**RECORDS SUPPLIED:**
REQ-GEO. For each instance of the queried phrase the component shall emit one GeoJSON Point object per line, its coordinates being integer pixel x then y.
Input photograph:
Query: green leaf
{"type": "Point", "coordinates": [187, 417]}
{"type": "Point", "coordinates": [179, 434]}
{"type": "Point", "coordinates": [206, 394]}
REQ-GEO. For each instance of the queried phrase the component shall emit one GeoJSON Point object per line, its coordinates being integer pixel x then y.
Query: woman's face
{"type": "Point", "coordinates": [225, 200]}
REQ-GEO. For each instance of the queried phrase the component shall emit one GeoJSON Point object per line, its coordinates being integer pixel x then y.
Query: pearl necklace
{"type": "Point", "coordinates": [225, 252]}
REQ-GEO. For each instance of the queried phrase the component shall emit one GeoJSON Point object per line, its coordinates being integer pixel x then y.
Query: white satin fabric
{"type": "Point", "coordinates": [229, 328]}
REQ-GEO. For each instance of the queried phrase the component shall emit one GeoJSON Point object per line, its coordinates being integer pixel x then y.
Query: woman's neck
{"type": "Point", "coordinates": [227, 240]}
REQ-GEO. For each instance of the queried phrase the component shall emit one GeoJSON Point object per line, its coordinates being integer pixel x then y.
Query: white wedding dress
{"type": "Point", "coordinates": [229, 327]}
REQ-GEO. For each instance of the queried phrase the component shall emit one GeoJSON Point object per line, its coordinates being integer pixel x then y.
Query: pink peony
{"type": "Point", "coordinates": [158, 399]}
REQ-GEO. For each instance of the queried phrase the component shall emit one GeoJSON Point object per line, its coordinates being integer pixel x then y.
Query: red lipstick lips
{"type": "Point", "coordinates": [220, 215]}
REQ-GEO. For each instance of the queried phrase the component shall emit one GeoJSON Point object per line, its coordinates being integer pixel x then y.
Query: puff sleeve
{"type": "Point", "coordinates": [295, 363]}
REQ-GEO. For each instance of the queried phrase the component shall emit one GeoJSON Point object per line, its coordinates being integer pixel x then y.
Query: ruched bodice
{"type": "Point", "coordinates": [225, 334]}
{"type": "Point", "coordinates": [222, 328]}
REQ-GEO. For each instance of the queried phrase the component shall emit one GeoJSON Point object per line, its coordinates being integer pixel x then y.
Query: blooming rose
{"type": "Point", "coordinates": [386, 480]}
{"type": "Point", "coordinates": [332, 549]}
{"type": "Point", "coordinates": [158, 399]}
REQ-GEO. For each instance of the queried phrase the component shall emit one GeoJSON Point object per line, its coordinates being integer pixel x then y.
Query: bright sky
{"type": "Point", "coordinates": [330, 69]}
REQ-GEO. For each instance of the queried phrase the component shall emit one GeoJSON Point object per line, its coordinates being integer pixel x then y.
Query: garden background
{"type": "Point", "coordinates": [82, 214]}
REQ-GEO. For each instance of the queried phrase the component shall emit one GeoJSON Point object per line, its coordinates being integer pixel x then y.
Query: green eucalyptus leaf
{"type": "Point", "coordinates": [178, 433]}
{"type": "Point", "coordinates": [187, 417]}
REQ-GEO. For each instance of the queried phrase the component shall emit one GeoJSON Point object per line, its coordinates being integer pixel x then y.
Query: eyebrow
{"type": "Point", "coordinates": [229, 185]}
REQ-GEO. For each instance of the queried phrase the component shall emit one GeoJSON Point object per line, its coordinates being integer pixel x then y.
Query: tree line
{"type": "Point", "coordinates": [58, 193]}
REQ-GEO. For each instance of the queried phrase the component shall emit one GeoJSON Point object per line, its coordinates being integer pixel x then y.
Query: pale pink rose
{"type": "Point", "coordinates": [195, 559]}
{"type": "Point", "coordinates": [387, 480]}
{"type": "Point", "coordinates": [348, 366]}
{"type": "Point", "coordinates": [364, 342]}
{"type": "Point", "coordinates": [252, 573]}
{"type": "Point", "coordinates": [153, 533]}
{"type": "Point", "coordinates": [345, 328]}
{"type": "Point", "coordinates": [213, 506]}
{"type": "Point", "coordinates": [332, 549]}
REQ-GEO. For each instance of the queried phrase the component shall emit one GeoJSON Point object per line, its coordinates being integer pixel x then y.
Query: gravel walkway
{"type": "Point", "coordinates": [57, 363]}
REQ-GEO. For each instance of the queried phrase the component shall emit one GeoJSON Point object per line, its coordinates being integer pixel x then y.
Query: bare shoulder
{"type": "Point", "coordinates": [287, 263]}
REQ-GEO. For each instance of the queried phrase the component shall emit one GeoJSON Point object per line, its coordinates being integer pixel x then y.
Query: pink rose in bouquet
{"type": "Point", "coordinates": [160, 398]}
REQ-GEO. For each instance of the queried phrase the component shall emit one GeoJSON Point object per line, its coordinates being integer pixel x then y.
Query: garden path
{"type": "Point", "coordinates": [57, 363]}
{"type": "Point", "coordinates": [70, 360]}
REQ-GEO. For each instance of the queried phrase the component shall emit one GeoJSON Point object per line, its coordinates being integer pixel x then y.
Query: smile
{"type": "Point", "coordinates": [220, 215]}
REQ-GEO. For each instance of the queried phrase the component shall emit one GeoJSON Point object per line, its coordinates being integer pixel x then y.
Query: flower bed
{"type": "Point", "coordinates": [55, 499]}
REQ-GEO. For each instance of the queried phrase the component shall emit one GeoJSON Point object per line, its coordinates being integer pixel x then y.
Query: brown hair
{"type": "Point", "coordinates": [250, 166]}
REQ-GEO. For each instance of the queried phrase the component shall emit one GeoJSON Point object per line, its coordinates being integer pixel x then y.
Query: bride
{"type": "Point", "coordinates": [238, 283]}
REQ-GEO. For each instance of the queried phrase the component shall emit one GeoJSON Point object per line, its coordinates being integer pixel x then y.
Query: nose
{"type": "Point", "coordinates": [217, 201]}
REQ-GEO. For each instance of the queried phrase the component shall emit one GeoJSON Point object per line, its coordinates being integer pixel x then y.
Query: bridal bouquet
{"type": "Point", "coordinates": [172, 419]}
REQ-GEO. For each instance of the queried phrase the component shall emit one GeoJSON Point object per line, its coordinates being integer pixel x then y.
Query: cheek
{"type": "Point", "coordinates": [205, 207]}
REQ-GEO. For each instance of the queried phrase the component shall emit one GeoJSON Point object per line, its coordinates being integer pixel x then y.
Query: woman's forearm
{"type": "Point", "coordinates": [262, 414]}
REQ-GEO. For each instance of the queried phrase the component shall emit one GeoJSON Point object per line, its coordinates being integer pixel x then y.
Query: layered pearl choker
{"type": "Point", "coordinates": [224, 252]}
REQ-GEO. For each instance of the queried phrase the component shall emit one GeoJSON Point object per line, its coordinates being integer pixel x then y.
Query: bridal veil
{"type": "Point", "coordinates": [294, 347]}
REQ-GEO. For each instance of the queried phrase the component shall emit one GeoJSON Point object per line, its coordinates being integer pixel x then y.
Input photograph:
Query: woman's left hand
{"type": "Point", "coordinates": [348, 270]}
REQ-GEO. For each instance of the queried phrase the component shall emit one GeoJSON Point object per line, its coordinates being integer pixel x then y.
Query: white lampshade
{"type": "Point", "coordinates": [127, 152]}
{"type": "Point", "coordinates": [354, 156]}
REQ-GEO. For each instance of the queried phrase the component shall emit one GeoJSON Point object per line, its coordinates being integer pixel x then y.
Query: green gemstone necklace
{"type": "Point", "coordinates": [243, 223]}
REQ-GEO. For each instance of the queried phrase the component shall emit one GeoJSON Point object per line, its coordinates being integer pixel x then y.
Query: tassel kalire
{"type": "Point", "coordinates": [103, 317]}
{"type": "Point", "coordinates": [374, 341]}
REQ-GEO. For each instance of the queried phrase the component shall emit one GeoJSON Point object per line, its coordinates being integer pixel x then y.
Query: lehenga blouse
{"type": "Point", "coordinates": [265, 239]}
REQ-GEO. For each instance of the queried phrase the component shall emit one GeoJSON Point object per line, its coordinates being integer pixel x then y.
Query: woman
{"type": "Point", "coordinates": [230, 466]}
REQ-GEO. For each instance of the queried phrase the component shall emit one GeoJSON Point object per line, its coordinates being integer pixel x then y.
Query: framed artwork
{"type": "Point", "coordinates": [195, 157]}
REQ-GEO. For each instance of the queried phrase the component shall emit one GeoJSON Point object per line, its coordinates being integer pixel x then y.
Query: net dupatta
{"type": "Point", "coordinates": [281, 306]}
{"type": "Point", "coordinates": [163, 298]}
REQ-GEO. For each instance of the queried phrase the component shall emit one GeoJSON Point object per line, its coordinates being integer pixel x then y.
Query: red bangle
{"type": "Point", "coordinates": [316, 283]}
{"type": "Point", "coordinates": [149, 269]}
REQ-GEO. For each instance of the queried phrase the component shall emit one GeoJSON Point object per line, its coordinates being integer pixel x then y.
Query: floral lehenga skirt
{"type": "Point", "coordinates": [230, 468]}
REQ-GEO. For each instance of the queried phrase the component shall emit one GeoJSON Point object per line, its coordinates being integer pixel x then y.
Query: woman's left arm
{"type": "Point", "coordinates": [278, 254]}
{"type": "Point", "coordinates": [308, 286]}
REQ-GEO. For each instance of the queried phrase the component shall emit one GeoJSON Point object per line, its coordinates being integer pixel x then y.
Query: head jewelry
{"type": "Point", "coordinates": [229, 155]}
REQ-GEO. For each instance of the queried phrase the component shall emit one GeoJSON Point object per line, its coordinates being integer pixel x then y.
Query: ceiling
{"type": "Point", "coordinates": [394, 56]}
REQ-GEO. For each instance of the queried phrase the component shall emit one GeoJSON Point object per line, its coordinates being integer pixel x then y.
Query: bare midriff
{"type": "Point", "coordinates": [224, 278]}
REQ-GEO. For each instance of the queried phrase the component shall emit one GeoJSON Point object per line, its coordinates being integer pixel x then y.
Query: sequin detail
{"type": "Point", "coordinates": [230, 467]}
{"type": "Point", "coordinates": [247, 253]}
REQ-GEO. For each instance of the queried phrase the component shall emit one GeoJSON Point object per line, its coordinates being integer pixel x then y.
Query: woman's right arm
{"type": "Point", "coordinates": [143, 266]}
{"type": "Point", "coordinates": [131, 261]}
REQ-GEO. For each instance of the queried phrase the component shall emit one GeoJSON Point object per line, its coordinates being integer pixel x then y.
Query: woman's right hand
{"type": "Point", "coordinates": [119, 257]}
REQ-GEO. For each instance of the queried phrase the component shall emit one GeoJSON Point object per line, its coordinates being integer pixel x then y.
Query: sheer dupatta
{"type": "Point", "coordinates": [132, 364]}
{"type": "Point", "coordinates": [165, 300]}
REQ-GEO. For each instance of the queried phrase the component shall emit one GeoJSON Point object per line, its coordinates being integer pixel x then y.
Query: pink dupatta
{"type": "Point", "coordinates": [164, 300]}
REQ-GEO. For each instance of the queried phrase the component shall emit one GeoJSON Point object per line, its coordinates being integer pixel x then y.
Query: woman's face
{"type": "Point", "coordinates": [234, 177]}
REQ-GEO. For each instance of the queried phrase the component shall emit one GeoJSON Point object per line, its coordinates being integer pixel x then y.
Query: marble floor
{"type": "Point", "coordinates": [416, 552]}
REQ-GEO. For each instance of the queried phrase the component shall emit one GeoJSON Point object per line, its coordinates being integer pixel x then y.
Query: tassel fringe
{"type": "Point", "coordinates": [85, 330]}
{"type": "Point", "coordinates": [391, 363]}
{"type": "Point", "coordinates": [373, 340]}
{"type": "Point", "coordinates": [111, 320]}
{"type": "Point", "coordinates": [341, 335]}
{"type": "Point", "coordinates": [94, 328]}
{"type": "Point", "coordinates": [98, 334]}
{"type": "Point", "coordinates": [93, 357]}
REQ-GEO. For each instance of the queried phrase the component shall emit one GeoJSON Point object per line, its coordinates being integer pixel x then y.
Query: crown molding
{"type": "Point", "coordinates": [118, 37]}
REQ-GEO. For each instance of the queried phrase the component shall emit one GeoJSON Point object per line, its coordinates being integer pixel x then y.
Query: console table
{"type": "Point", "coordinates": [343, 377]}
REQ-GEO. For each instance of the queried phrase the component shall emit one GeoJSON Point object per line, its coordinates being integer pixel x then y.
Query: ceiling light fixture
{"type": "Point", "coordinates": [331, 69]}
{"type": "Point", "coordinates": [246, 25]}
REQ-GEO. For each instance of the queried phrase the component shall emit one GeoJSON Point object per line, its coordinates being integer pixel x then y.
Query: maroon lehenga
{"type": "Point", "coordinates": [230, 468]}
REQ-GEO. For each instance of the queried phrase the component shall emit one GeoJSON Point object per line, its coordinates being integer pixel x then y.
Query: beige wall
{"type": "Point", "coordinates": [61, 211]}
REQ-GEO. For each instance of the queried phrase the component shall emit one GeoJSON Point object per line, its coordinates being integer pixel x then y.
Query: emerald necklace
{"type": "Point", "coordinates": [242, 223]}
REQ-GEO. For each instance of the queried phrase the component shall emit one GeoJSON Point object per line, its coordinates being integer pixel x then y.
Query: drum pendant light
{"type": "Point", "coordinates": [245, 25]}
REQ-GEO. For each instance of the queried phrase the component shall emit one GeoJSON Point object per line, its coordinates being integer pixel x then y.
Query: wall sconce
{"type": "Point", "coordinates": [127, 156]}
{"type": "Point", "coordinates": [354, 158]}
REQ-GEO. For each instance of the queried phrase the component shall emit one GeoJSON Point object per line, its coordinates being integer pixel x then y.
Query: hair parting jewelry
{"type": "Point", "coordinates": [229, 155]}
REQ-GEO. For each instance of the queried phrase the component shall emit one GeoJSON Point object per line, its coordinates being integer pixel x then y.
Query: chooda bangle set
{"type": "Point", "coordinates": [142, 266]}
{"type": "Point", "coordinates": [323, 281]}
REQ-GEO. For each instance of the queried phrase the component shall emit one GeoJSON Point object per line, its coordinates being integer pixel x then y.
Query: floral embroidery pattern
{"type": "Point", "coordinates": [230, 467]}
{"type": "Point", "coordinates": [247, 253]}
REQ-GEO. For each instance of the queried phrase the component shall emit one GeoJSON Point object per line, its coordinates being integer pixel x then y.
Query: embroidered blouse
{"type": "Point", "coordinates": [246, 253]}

**EXERCISE PROMPT:** Report every line above that contains the word "light", reproducing each such line in full.

**SOLUTION TO THIS PROBLEM:**
Query: ceiling light fixture
Query: drum pendant light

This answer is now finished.